═════ Fragmento del texto ═════

Cuando bajé se las fui dando

con un temblor feliz de ofrenda,

y ella se puso como el agua

que en ciervo herido se ensangrienta”.

La travesía es larga y se apoya en un tiempo simbólico que no conoce límites. De pronto, el haz se colma. Cortadas aquellas flores, “ni azafranadas ni bermejas” – es el color que no se nota, que se mira por dentro de las cosas y cuya aura simbólica acompaña a la cosecha de Tala -. Así llevará siempre esas flores “sin color”.

“... ni blanquecinas ni bermejas

hasta mi entrega sobre el límite,

cuando mi Tiempo se disuelva...”

El tono del libro es un retorno al de la música sagrada, a la modalidad del himno griego, porque siente ya “el empalago de lo mínimo”. Y reclama –sin considerar, por exterior y lejanamente decorativo, el modo de Darío o de Chocano – lo que se echa de menos “cuando se mira a los monumentos indígenas o la Cordillera”, esa sabiduría tonal que deberá surgir de “una voz entera que tenga el valor de allegarse a esos materiales formidables” (Nota a “Dos Himnos”).

Más allá del inhóspito recuento naturalista, Gabriela Mistral tiene el deseo de reivindicar lo que Valery llamó la presencia de la substancia de las cosas, en el corro de un juego cruzado y solidario de los ritos del mundo. Todo poema mayor de la escritora tiende a situar un acontecimiento primordial – para emplear el lenguaje de Mircea Eliade -, que se aparta de su propia duración para eternizarse en el mito. Con ello, arranca a los acontecimientos de un tiempo profano para insertarlos en el tiempo mítico, ese que cumple una función básica, la de determinar los paradigmas de todos los ritos y todas las actividades humanas significativas –alimentación ç, procreación, trabajo[1].

Por cierto que al conformar una imagen del mundo, todo sería letra muerta “si no despertara en nosotros virtualidades dormidas, siempre prontas a reaccionar con mitos a las solicitaciones del mundo”[2]. Dardel sugiere que “la roca que se ve es el antepasado que ya no se ve”, cuando el mito opera, puesto que ahora es su aparición, “la forma visible que oculta y muestra a la vez lo invisible”[3]. En Tala, todo acontecimiento adquiere una carta de ciudadanía ritual:

“¡Carne de piedra de la América,

halalí de piedras rodadas,

sueño de piedra que soñamos,

piedras del mundo pastoreadas;

enderezarse de las piedras

para juntarse con sus almas!

¡En el cerco del valle de Elqui,

en luna llena de fantasma,

no sabemos si somos hombres

o somos peñas arrobadas!”

(“Cordillera”)

═════

_Consigna de trabajo:_
Indique si cada afirmación concuerda con el fragmento sobre Tala y responda sí o no, citando textualmente las palabras del fragmento que lo deciden. 1. El tono del libro se presenta como un retorno al de la música sagrada. 2. El fragmento propone el modo de Darío o de Chocano como modelo para ese tono. 3. Dardel afirma que la roca que se ve es el antepasado que ya no se ve.

═════ Material proporcionado ═════

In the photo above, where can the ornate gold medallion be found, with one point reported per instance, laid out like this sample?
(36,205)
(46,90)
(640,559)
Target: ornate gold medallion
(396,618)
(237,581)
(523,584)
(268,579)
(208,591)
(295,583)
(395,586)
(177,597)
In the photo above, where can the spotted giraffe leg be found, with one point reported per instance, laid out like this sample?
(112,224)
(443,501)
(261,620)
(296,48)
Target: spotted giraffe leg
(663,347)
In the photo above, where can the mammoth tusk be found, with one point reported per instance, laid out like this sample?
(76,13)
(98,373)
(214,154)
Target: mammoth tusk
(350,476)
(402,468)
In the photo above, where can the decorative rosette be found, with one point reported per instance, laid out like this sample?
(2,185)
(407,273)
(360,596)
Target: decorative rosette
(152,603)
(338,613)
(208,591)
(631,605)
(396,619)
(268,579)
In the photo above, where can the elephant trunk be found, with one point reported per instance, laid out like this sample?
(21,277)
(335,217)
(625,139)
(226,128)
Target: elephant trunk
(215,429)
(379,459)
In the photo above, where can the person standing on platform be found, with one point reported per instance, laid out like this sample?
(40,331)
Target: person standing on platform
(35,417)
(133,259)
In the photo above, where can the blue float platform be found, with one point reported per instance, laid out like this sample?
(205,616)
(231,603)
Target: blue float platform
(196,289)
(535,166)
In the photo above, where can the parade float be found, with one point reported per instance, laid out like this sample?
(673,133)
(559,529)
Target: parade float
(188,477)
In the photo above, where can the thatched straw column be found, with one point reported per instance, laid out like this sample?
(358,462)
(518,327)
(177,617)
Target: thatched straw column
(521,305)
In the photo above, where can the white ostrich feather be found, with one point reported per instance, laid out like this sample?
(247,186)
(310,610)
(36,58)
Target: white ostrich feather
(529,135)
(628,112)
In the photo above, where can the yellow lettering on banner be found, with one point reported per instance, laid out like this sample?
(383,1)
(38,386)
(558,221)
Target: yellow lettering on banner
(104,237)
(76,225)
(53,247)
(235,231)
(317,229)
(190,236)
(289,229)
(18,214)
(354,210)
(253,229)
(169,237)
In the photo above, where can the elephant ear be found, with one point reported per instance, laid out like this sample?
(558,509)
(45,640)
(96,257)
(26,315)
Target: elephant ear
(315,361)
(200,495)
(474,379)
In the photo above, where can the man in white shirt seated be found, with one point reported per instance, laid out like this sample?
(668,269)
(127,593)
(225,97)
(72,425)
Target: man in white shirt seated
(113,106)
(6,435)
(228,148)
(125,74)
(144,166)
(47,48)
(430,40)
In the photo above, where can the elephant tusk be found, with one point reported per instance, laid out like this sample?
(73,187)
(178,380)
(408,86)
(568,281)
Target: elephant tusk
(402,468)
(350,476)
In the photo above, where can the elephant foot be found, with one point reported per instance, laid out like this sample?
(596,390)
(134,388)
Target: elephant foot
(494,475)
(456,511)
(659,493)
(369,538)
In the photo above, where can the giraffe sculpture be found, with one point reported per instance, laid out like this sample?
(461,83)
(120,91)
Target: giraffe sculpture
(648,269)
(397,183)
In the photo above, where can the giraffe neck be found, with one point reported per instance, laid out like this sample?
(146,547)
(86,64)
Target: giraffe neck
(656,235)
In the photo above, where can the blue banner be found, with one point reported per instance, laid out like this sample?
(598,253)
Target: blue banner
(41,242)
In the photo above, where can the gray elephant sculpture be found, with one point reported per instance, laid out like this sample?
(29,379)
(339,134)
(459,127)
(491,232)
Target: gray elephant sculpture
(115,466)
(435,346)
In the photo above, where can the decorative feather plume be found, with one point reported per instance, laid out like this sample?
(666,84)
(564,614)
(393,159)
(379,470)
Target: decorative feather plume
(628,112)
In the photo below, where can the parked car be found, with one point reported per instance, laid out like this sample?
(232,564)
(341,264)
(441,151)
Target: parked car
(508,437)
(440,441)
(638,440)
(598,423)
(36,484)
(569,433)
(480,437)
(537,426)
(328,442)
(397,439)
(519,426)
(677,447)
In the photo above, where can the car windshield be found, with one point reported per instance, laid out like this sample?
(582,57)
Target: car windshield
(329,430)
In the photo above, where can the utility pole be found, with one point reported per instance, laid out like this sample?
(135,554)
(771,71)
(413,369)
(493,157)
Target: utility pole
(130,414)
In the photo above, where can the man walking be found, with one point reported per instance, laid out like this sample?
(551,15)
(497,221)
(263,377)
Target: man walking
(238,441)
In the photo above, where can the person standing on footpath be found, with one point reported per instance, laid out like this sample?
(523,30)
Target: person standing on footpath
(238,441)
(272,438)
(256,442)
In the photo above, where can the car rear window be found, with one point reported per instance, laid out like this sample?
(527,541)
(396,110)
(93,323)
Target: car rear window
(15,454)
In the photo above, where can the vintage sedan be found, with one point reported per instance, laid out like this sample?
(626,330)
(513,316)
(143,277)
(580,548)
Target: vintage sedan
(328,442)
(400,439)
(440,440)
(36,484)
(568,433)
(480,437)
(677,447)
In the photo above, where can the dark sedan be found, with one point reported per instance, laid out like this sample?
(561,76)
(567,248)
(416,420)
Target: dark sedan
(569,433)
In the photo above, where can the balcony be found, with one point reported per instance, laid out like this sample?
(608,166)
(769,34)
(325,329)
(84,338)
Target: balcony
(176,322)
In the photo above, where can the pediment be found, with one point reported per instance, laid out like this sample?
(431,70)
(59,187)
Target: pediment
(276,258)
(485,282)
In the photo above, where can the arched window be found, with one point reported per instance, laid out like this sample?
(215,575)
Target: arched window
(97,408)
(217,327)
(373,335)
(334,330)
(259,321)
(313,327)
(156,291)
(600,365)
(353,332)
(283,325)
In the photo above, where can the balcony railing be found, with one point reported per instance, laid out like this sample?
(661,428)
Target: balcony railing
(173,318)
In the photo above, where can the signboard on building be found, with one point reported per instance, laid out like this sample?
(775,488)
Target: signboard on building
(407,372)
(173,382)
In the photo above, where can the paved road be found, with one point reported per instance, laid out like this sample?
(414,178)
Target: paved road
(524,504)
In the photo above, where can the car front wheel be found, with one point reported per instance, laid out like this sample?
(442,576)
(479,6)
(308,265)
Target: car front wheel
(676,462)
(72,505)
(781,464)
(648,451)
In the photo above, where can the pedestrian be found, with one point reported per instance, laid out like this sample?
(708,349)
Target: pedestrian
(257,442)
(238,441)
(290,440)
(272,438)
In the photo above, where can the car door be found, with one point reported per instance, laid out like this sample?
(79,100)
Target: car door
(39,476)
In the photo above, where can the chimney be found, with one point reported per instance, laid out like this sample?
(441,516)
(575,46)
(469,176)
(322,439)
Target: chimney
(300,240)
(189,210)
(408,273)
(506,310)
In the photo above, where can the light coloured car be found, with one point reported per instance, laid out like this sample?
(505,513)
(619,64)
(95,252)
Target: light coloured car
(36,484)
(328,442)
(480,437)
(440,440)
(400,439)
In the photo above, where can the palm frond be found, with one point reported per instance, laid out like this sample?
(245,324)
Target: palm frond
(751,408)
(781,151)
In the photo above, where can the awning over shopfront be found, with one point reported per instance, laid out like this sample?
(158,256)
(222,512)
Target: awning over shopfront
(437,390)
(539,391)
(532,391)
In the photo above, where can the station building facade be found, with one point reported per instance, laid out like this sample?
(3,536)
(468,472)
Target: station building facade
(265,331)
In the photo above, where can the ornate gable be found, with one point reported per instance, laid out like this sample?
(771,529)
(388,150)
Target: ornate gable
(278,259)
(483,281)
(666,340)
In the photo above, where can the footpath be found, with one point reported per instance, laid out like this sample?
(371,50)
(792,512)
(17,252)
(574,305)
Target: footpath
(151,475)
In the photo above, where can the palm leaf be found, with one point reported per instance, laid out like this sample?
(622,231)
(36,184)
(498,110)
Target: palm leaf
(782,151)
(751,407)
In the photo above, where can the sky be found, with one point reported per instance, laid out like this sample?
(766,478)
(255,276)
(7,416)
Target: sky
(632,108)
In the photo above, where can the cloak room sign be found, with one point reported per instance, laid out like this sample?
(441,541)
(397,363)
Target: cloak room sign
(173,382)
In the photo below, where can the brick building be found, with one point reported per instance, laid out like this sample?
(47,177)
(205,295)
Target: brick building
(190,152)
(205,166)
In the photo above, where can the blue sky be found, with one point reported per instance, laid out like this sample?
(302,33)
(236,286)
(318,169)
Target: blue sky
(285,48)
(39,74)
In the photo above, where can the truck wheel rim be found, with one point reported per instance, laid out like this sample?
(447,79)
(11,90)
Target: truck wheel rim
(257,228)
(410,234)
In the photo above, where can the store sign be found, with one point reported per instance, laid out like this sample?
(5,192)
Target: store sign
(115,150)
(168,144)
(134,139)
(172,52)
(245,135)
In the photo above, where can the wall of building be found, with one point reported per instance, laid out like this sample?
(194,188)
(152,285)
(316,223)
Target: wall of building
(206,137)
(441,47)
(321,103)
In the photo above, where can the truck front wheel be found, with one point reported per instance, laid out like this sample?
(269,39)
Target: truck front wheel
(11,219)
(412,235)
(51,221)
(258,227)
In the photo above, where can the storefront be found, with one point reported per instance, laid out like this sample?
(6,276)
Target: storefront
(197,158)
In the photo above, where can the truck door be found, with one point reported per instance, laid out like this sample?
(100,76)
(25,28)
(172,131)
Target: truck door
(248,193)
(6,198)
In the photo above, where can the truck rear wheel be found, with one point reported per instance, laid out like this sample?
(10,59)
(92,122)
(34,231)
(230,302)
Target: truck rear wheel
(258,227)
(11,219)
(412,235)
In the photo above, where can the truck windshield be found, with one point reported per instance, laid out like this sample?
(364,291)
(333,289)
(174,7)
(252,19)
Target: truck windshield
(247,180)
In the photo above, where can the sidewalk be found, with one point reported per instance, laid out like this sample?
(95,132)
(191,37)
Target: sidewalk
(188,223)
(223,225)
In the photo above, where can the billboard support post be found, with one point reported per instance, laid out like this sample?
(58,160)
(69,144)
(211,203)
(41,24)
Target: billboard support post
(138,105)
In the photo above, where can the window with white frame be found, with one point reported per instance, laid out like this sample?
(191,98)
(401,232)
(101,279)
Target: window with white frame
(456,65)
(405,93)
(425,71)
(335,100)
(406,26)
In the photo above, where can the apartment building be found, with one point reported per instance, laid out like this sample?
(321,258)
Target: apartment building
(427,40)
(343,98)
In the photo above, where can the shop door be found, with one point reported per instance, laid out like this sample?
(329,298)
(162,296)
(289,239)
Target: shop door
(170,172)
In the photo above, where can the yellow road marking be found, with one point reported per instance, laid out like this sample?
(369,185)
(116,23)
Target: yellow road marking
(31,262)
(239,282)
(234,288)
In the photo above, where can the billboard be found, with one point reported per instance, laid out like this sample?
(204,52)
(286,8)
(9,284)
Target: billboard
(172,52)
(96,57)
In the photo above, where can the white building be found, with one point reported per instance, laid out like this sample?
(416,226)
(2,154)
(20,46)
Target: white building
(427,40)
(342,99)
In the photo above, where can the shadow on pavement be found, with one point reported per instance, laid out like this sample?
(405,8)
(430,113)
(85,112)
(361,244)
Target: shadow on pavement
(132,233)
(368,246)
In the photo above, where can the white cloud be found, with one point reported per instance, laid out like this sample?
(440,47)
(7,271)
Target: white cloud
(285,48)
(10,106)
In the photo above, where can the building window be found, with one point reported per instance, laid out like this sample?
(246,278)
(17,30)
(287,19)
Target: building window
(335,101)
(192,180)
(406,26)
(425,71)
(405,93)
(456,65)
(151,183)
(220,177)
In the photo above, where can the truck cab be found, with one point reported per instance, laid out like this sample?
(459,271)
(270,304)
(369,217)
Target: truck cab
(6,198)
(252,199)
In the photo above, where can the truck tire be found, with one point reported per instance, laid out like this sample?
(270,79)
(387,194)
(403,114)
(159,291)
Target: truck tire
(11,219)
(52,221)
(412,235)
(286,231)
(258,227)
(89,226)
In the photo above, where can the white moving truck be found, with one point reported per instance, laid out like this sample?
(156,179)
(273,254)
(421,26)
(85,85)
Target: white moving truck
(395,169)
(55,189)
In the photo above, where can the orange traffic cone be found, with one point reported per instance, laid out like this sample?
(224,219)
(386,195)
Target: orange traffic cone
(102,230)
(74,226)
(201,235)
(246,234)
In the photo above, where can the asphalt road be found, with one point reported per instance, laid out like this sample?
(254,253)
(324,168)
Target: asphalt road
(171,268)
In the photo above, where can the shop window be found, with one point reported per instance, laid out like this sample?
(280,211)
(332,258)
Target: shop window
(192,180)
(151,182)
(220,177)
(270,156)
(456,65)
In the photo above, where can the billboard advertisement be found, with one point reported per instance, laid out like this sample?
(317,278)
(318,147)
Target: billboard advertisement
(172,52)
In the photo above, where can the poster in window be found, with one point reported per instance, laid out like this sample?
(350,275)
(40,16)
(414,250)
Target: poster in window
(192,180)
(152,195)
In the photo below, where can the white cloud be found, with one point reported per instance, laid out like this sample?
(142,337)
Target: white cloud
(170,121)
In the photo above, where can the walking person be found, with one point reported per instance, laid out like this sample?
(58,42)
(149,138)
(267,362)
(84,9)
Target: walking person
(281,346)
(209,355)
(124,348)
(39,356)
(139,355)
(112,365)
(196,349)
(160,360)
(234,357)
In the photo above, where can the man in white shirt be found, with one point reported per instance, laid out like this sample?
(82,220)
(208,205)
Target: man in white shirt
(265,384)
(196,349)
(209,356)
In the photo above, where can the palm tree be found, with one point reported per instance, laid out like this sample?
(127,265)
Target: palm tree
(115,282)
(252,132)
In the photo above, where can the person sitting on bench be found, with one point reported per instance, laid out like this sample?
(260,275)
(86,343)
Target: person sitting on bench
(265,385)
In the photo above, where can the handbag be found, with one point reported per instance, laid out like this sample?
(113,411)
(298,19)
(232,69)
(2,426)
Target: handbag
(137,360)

═════

_Respuesta a continuación:_
1. Sí: “El tono del libro es un retorno al de la música sagrada”.
2. No: “sin considerar, por exterior y lejanamente decorativo, el modo de Darío o de Chocano”.
3. Sí: “la roca que se ve es el antepasado que ya no se ve”.